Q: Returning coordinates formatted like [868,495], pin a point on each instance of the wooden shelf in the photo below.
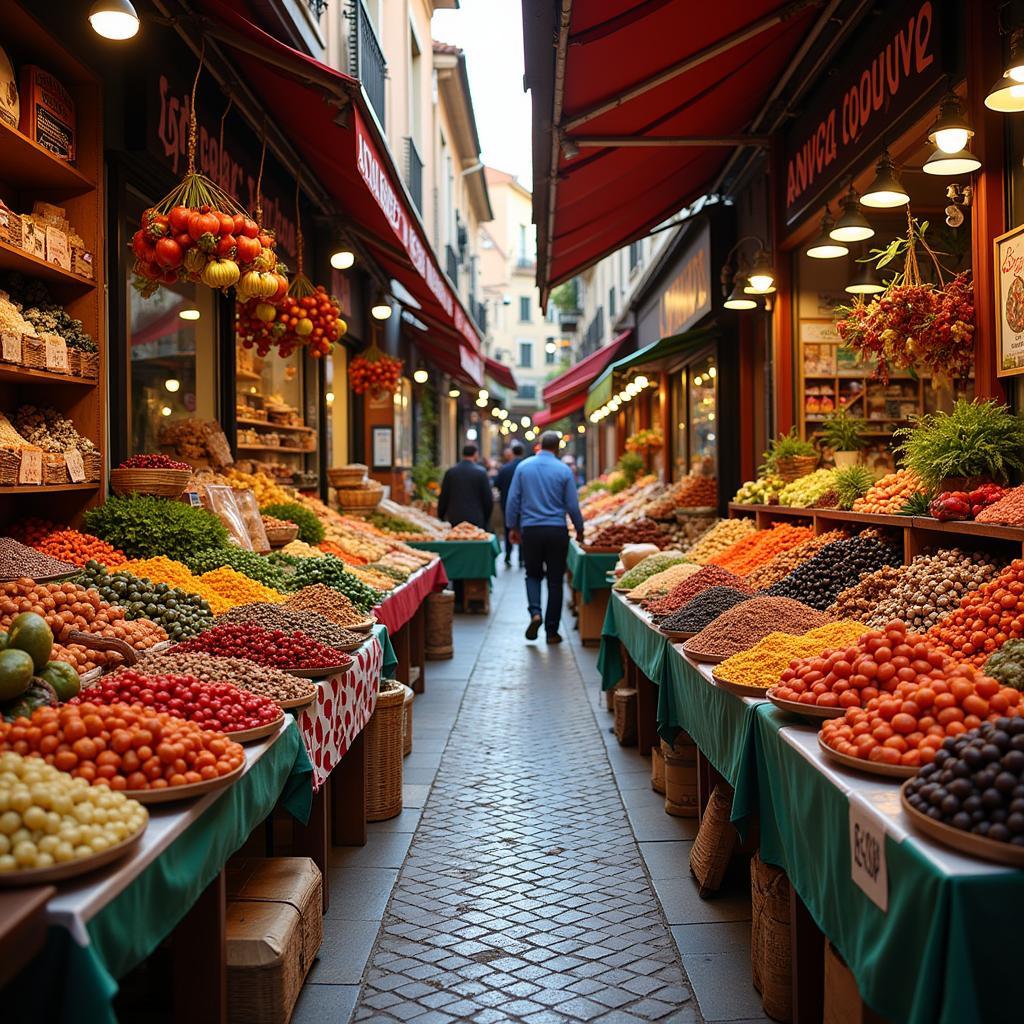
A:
[14,258]
[26,375]
[27,166]
[274,448]
[273,426]
[45,488]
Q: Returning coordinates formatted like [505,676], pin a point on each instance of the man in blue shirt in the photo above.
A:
[542,495]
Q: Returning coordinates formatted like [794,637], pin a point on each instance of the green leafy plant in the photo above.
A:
[310,528]
[143,526]
[977,438]
[850,483]
[785,446]
[843,432]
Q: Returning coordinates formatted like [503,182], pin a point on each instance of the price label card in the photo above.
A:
[31,469]
[56,354]
[76,467]
[11,347]
[867,855]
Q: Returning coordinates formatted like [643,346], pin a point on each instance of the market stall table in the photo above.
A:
[589,580]
[471,561]
[104,924]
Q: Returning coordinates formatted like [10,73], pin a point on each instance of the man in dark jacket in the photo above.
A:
[466,492]
[503,483]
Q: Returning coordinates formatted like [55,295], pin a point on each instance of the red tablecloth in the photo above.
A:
[404,602]
[341,711]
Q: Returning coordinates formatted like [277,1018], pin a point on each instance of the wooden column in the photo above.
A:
[984,66]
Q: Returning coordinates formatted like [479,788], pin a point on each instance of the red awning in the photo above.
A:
[692,72]
[560,410]
[351,161]
[500,374]
[577,379]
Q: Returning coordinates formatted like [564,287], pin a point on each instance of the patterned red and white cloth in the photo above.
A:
[341,711]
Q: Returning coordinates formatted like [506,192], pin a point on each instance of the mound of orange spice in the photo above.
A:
[761,548]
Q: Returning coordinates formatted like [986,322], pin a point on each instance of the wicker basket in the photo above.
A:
[771,964]
[384,740]
[681,777]
[407,722]
[347,476]
[716,842]
[280,536]
[162,482]
[440,611]
[656,769]
[796,467]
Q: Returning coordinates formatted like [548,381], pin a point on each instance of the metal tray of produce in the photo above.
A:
[963,842]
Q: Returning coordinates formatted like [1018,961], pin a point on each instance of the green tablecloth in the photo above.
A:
[465,559]
[939,955]
[590,571]
[73,983]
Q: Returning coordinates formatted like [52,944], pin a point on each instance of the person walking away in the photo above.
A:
[465,497]
[503,483]
[543,494]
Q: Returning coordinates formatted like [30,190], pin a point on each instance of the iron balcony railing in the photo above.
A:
[414,173]
[366,57]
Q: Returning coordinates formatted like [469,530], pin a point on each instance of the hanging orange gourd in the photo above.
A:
[198,232]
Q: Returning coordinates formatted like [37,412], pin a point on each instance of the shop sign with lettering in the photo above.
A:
[890,69]
[687,296]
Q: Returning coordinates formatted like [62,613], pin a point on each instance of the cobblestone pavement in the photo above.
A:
[523,896]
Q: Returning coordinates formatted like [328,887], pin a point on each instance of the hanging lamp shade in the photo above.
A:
[886,192]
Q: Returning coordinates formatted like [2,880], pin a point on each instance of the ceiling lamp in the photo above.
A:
[865,282]
[381,309]
[737,300]
[342,259]
[941,162]
[114,18]
[886,190]
[1007,95]
[852,224]
[762,278]
[824,246]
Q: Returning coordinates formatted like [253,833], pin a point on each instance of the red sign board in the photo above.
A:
[891,70]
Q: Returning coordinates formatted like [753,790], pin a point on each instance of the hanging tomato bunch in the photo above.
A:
[373,371]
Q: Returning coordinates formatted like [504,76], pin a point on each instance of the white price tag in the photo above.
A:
[11,347]
[76,467]
[867,856]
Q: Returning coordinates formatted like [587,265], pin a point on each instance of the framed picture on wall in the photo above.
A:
[1010,302]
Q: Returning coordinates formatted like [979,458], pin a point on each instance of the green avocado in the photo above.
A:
[15,673]
[30,633]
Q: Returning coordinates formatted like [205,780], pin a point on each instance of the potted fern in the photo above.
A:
[844,434]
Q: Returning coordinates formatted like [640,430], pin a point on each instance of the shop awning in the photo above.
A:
[656,357]
[577,379]
[500,374]
[559,411]
[328,122]
[616,72]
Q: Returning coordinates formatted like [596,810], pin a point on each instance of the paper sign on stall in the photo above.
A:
[867,855]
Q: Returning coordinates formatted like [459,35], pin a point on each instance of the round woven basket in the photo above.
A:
[795,468]
[347,476]
[160,482]
[384,742]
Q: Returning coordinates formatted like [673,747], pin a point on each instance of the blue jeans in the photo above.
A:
[544,552]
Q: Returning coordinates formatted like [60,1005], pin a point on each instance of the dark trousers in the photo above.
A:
[544,552]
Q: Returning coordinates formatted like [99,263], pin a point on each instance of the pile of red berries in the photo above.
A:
[218,707]
[153,462]
[271,647]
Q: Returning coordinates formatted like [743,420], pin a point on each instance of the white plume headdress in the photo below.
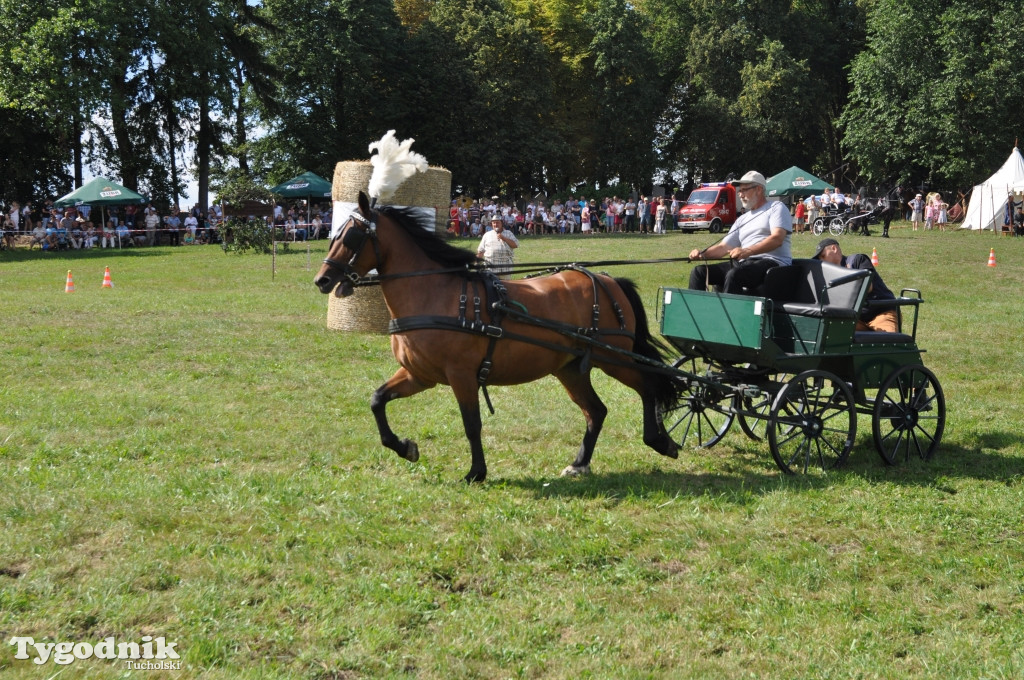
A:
[393,164]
________________________________________
- **The task**
Repeat the material verbatim. Do not carry over any picture.

- **The answer**
Q: Returning coordinates formatted like [868,495], pin a point on each instance of the wooden shelf in the photo below.
A:
[14,258]
[26,375]
[27,166]
[274,448]
[273,426]
[45,488]
Q: Returning coordinates formatted like [505,676], pin a point on each instance of the man in blue shirt in the photo above.
A:
[542,495]
Q: Returning coordinates formatted like [794,637], pin a point on each instance of the green leafy plant in the photo above.
A:
[310,528]
[143,526]
[977,438]
[850,483]
[785,446]
[843,432]
Q: Returning coordinates formatted like [503,182], pin a point on each instance of the price label card in the photo above.
A:
[31,469]
[56,354]
[76,467]
[11,347]
[867,855]
Q: Returning coordinates formatted like [643,346], pin a point on each instance of the market stall table in the photo above.
A:
[589,580]
[471,561]
[104,924]
Q: Returning coordinates formatted like [10,73], pin a point on each instance of the man in dark jacket in the photo above.
A:
[466,492]
[503,483]
Q: Returning coordinates formatted like [55,295], pin a point on each instance of the red tablecloth in the photo above.
A:
[404,602]
[341,711]
Q: Returning coordinates formatted like [277,1018], pin a point on each instance of the wooden column in the photo above.
A:
[984,66]
Q: Returning coordinates formatted like [479,788], pin a point on each instance of the red awning in the photo above.
A:
[692,72]
[560,410]
[351,161]
[500,374]
[577,379]
Q: Returning coordinates formatted like [564,287], pin a point on each instance of the patterned red and white cloth in the photo above.
A:
[341,711]
Q: Returning coordinates formatted like [506,192], pin a point on each instance of the mound of orange spice in the photo above.
A:
[761,548]
Q: Returning coordinates formatted like [986,322], pin a point on each instance of the wicker basket in the photo above.
A:
[771,964]
[384,740]
[681,777]
[407,722]
[347,476]
[716,842]
[280,536]
[162,482]
[440,611]
[656,769]
[796,467]
Q: Returning coordinates formatted like [548,381], pin a point on each instance of the metal tray of produce in the photo above.
A:
[963,842]
Q: Returning coordinates formatted like [1018,961], pin a point on each instance of the green tablecloth in the photo above.
A:
[465,559]
[939,955]
[590,571]
[73,983]
Q: Returning coordinates formatted like [52,944], pin a point on each instance of the person walking away in the photo above.
A:
[465,497]
[503,483]
[543,494]
Q: Returning coordinates formatted like [30,190], pin a point on each instance of the iron balcony railing in the photo above.
A:
[414,173]
[366,57]
Q: Returning coordinates formatted like [469,530], pin a point on each instance of the hanging orange gourd in the photo above.
A:
[198,232]
Q: Returning coordinates formatted like [37,412], pin a point on each instance of the shop sign with lettering in the photo above.
A:
[890,69]
[687,296]
Q: Returning coordinates formatted like [62,613], pin a point on each instance of the cobblestone pavement in the photo above.
A:
[523,896]
Q: Returning coordinates formatted like [328,887], pin a point on each instance of the hanging lamp shade in the photo above.
A:
[886,192]
Q: Returning coordinates formatted like [2,880], pin a point on each instance of the ceiling lamp in the photo above.
A:
[865,282]
[381,309]
[737,300]
[342,259]
[941,162]
[114,18]
[886,190]
[1007,95]
[852,224]
[762,278]
[824,246]
Q: Returning coordinates formatted like [253,833], pin a point on each instance of the red sign board in the photo above.
A:
[891,70]
Q: Returning coordinates formatted like [753,790], pin a point on each instance of the hanging tomato bunch in the photo above.
A:
[373,371]
Q: Returning coordinates formatted like [504,76], pin a point on each instance of the white price tag in the photo above.
A:
[11,347]
[76,467]
[867,856]
Q: Returning coordinates formatted like [587,265], pin a point on each instance of the framed picture on wall in the photo above.
A:
[1010,302]
Q: Returning coordinates formatted like [979,458], pin a point on each instance of the green avocado in the photo above.
A:
[15,673]
[30,633]
Q: Returning coordinates formatted like [205,780], pin a point on each instance of the potted fern in the photo above.
A:
[844,434]
Q: Returning coordinates formatted like [640,430], pin a point on each instance of the shop awning in the photo above.
A:
[656,357]
[577,379]
[500,374]
[559,411]
[328,122]
[616,72]
Q: Returning coordinates formatted like [596,810], pin a point on each instance of the paper sign on stall in the photo above.
A:
[867,855]
Q: Returning coordinates formatted like [459,35], pin a point on each instance of the round woven basket in the photo above.
A:
[795,468]
[347,476]
[160,482]
[384,742]
Q: Returning coordinates formatted like [673,747], pin a point on each instance of the blue jeans in the photo above.
A:
[544,552]
Q: Returning coordinates formatted like [60,1005], pin a point on each instance of the dark trousers in the photo above.
A:
[544,552]
Q: Returning coordinates formatted like [99,263], pin a point on each instance of the pile of red berries in the photo above.
A:
[218,707]
[153,462]
[271,647]
Q: Returning coordinates formatted like [743,420], pin a point on each instance of the white plume headdress in the photo below.
A:
[393,164]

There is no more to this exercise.